### Text excerpt
# Vapor Roadtrip



## mikebtimm (5/6/14)

Alright, so this morning I decided I want to do a vapor roadtrip trhough Cape Town and see visit stores around town to see where everything is and what everyone stocks.. but it's a little difficult to plan a trip as I don't know exactly where vape stores are located in Cape Town?

Is there maybe a thread or list of vendors and stores in Cape Town area? I'm pretty amped to see some gear and meet people who know more than me. 

Thanks in advance  
Mike

Sent from my SM-N9005 using Tapatalk


----------



## Metal Liz (5/6/14)

as far as i know this is the only list we have on the forum so far, they're still busy updating the list though...

http://www.ecigssa.co.za/threads/vape-outlets-in-rsa.2749/

Reactions: Agree 1


----------



## mikebtimm (5/6/14)

Perfect. Thanks! I'll check it out 

Sent from my SM-N9005 using Tapatalk

Reactions: Like 1


----------



## Andre (5/6/14)

That sounds like an awesome idea. Of the top of my head the following vendors are in Cape Town area:

VapeMob
VapeCulture
Vaporize
Vapour Mountain
Valley Vapour
Lekka Vapors
VapeOR
Cape Vaping Supplies
Electrostix
Check out our reseller section for contact details. Not all have brick and mortar shops.

### Challenge
Pick up the Cape Town vape store thread after its final line and keep it going. The rows have no connection to the Cape Town vape store thread.

(Contour labeling rows)
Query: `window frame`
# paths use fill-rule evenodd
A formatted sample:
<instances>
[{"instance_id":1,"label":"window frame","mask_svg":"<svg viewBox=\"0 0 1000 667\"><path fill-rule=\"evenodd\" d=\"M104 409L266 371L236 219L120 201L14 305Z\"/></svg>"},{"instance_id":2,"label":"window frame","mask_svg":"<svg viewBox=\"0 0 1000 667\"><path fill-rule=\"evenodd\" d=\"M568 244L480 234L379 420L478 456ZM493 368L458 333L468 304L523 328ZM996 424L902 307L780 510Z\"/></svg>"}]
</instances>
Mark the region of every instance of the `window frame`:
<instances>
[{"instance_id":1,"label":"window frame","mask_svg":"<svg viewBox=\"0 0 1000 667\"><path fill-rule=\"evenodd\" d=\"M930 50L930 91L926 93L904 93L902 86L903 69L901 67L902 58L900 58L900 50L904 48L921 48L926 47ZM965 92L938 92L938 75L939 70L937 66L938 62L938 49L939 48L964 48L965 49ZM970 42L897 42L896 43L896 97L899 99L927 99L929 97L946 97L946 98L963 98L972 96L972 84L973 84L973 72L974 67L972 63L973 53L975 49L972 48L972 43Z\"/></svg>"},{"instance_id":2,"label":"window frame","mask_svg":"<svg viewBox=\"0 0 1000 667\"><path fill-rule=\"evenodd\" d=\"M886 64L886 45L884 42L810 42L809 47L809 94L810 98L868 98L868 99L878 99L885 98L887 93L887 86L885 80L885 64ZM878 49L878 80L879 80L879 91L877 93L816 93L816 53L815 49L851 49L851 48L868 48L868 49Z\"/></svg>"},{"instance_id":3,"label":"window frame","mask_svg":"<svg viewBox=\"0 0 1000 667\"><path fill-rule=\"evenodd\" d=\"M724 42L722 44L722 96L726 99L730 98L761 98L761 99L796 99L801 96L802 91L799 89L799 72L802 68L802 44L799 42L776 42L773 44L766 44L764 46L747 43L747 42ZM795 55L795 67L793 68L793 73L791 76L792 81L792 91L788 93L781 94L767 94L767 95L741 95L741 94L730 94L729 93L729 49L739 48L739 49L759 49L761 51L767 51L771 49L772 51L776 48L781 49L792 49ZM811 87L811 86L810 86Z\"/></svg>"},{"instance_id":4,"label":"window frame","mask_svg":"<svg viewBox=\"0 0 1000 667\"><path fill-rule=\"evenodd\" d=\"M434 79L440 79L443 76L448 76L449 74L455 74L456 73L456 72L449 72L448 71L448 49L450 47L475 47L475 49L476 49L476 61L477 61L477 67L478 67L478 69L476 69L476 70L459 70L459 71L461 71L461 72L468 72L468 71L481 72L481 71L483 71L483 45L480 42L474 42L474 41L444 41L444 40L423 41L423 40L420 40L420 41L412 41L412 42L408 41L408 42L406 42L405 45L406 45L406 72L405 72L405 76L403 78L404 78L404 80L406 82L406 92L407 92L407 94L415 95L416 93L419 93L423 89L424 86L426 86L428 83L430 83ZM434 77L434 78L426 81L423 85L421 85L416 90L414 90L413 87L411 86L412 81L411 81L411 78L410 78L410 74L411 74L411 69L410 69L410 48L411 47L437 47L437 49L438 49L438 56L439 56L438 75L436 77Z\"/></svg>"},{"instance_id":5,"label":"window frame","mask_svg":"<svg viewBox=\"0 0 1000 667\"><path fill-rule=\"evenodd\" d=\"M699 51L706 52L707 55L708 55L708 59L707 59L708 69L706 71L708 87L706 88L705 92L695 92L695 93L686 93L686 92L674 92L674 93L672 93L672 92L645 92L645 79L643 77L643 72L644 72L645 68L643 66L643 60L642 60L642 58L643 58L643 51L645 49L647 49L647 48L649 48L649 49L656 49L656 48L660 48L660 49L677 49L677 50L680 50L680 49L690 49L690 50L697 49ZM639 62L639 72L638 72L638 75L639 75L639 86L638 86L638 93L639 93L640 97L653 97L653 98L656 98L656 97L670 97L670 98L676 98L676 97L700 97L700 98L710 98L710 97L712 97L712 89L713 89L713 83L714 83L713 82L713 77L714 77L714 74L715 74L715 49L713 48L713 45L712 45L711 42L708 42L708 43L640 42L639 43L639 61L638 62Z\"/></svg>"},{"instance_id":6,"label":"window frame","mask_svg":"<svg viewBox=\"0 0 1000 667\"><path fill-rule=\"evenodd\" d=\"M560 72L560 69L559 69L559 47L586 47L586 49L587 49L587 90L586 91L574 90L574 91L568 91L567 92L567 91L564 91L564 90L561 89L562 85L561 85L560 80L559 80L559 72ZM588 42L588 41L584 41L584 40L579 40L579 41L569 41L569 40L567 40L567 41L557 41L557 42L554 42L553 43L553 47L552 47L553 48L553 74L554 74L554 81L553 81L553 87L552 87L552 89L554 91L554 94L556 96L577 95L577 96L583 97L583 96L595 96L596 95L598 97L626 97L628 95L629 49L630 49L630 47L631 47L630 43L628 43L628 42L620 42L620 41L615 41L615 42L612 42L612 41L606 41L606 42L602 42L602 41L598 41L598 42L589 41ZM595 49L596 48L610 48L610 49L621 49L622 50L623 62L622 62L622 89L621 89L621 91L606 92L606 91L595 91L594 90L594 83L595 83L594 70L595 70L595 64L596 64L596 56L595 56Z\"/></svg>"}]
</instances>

### Output
Reactions: Like 1 | Informative 1


----------



## mikebtimm (5/6/14)

Thanks @Matthee! Good start to my planning already! I will contact all and see what I can organise. Literally joined the forum in time to miss the cape vape meet 2 by 1 week 

Sent from my SM-N9005 using Tapatalk


----------



## Riaz (5/6/14)

mikebtimm said:


> Thanks @Matthee! Good start to my planning already! I will contact all and see what I can organise. Literally joined the forum in time to miss the cape vape meet 2 by 1 week
> 
> Sent from my SM-N9005 using Tapatalk


there will be more buddy, and they get better and better


----------



## mikebtimm (5/6/14)

I was so bummed about it. But yes! I'm so amped for the next one !!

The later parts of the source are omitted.